• TASK DESCRIPTION:
From the line holding "Phrase: succulent plant" to the final line below, restate each line word for word and add nothing.

※

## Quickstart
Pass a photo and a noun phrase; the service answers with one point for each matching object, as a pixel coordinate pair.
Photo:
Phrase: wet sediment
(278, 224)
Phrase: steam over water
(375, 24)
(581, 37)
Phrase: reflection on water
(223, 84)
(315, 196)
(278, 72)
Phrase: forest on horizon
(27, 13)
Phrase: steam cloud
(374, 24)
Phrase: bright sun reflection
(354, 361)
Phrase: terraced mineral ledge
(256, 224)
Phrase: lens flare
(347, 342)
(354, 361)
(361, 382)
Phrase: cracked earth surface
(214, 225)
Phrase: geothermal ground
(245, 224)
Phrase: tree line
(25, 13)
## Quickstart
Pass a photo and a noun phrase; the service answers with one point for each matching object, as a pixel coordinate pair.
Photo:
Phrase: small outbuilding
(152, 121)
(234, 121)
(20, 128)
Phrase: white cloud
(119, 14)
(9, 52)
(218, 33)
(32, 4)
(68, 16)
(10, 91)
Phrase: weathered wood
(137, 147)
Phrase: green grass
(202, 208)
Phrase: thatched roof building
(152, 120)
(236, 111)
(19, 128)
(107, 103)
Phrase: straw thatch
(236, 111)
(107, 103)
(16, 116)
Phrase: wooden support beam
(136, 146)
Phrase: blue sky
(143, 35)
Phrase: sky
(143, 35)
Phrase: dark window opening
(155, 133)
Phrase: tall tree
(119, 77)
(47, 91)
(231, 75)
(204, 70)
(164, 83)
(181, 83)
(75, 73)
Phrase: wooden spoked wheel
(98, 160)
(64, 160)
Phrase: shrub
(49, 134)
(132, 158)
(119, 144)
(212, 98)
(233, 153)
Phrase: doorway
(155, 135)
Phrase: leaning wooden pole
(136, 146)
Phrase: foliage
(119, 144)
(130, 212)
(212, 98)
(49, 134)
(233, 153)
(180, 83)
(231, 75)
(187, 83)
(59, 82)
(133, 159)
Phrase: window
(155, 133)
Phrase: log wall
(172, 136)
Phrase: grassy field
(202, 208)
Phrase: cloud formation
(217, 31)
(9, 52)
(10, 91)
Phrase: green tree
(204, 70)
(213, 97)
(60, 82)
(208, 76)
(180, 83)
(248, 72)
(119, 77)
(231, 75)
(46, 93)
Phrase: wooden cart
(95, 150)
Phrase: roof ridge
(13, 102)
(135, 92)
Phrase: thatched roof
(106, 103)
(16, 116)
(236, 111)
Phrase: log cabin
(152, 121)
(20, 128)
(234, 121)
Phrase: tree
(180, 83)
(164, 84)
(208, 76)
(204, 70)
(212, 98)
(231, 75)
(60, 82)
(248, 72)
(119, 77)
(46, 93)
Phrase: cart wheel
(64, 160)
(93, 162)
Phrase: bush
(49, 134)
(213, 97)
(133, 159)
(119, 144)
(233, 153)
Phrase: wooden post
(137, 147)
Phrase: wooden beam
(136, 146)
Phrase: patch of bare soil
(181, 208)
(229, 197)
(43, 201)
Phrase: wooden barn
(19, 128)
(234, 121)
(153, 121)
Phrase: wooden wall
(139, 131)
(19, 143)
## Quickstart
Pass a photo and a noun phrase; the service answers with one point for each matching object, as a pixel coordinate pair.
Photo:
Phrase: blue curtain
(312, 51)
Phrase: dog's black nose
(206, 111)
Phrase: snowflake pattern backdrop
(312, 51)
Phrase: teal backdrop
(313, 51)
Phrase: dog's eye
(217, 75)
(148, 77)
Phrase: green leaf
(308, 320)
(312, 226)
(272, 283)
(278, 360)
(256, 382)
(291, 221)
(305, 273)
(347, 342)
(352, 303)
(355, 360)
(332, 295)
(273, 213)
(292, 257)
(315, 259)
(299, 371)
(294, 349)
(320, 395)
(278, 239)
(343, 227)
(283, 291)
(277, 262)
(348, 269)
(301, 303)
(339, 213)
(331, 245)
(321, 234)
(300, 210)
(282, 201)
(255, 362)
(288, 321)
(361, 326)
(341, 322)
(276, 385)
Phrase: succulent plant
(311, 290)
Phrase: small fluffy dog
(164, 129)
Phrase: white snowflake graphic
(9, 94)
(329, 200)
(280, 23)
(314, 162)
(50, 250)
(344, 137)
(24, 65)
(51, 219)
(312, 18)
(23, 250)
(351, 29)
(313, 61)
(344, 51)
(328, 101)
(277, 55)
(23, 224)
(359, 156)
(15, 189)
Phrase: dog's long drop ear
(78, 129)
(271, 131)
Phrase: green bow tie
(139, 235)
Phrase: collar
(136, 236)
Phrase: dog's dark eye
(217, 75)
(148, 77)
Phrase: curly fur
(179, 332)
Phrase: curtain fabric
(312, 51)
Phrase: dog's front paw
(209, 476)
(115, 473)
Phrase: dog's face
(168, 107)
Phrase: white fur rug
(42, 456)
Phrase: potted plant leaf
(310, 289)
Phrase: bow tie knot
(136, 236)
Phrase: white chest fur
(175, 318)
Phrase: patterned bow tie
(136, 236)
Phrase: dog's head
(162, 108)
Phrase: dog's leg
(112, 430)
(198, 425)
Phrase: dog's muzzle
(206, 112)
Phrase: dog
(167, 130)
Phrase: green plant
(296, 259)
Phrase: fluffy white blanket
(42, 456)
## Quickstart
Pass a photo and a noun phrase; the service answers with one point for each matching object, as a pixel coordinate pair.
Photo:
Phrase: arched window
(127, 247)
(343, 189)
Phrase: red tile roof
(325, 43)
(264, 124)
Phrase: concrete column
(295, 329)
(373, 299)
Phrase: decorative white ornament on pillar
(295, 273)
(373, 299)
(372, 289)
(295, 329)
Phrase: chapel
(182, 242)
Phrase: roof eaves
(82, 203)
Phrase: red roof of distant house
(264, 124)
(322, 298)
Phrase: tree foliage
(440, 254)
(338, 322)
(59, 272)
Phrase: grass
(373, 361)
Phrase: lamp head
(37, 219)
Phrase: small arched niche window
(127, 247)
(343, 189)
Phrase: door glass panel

※

• YOUR RESPONSE:
Phrase: succulent plant
(311, 290)
Phrase: small fluffy dog
(164, 129)
Phrase: white snowflake graphic
(9, 94)
(329, 200)
(280, 23)
(314, 162)
(50, 250)
(344, 137)
(24, 65)
(51, 219)
(312, 18)
(23, 250)
(351, 29)
(313, 61)
(344, 51)
(328, 101)
(277, 55)
(23, 224)
(359, 156)
(15, 189)
Phrase: dog's long drop ear
(78, 129)
(271, 131)
Phrase: green bow tie
(139, 235)
Phrase: collar
(136, 236)
Phrase: dog's dark eye
(217, 75)
(148, 77)
Phrase: curly fur
(179, 332)
Phrase: curtain fabric
(312, 51)
Phrase: dog's front paw
(209, 476)
(115, 473)
Phrase: dog's face
(168, 107)
Phrase: white fur rug
(42, 456)
Phrase: potted plant leaf
(310, 289)
Phrase: bow tie knot
(136, 236)
Phrase: white chest fur
(175, 318)
Phrase: patterned bow tie
(136, 236)
Phrase: dog's head
(162, 108)
Phrase: dog's leg
(112, 430)
(198, 425)
Phrase: dog's muzzle
(206, 112)
Phrase: dog
(167, 130)
Phrase: green plant
(296, 259)
Phrase: fluffy white blanket
(42, 456)
## Quickstart
Pass a photo and a noun phrase; the service answers with one point for each matching object, as a pixel coordinate pair.
Photo:
Phrase: arched window
(127, 247)
(343, 189)
Phrase: red tile roof
(325, 43)
(264, 124)
Phrase: concrete column
(295, 329)
(373, 299)
Phrase: decorative white ornament on pillar
(295, 273)
(373, 299)
(372, 289)
(295, 329)
Phrase: chapel
(182, 242)
Phrase: roof eaves
(82, 203)
Phrase: red roof of distant house
(264, 124)
(322, 298)
Phrase: tree foliage
(440, 254)
(338, 322)
(59, 272)
Phrase: grass
(373, 361)
Phrase: lamp head
(37, 219)
Phrase: small arched niche window
(127, 247)
(343, 189)
Phrase: door glass panel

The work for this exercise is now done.